— Begin TASK INPUTS —
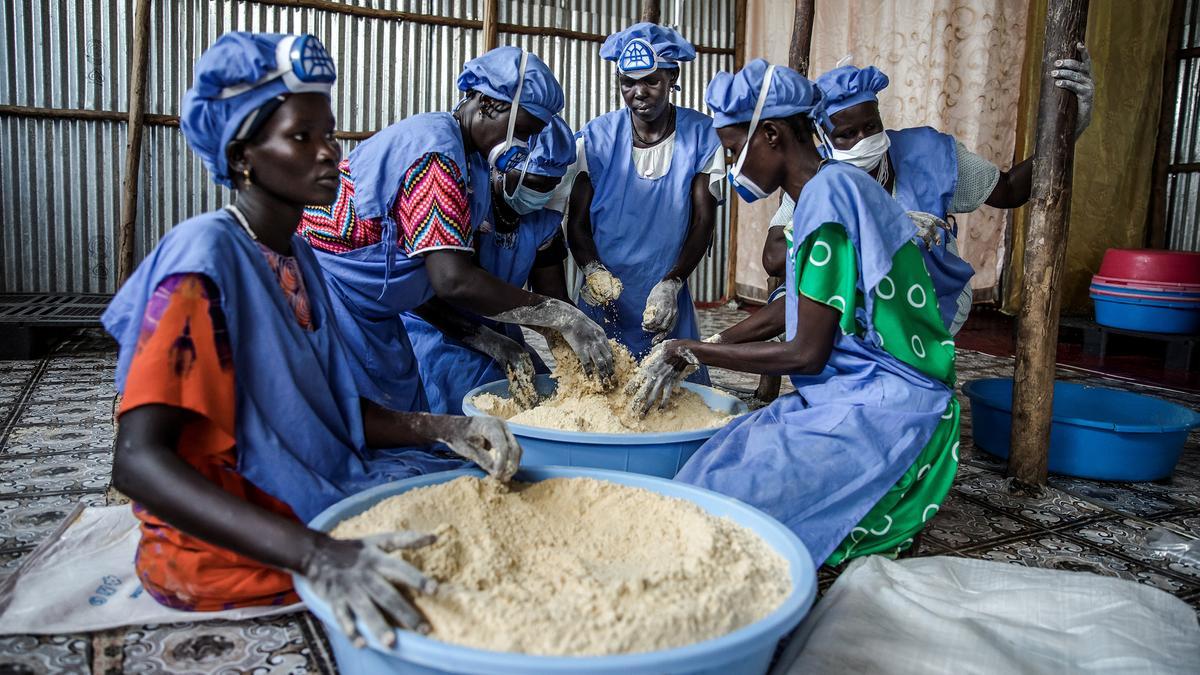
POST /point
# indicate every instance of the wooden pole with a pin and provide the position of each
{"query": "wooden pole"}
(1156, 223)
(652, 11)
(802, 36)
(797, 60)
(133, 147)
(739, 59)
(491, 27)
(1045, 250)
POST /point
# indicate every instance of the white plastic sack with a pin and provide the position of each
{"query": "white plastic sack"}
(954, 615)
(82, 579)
— End TASK INPUTS —
• _STATED EXERCISE_:
Copy the data word for word. Pictures do not go in the copy.

• _SOLUTION_:
POST /point
# indicate every instance of the wooden pole with a pin and provide the position of each
{"query": "wooden pole"}
(1156, 223)
(652, 11)
(802, 36)
(797, 60)
(133, 147)
(739, 59)
(491, 27)
(1045, 250)
POST /point
# indicate every instance of the white plastic sack with a pin and provide the position of each
{"query": "white plastic sack"}
(954, 615)
(82, 579)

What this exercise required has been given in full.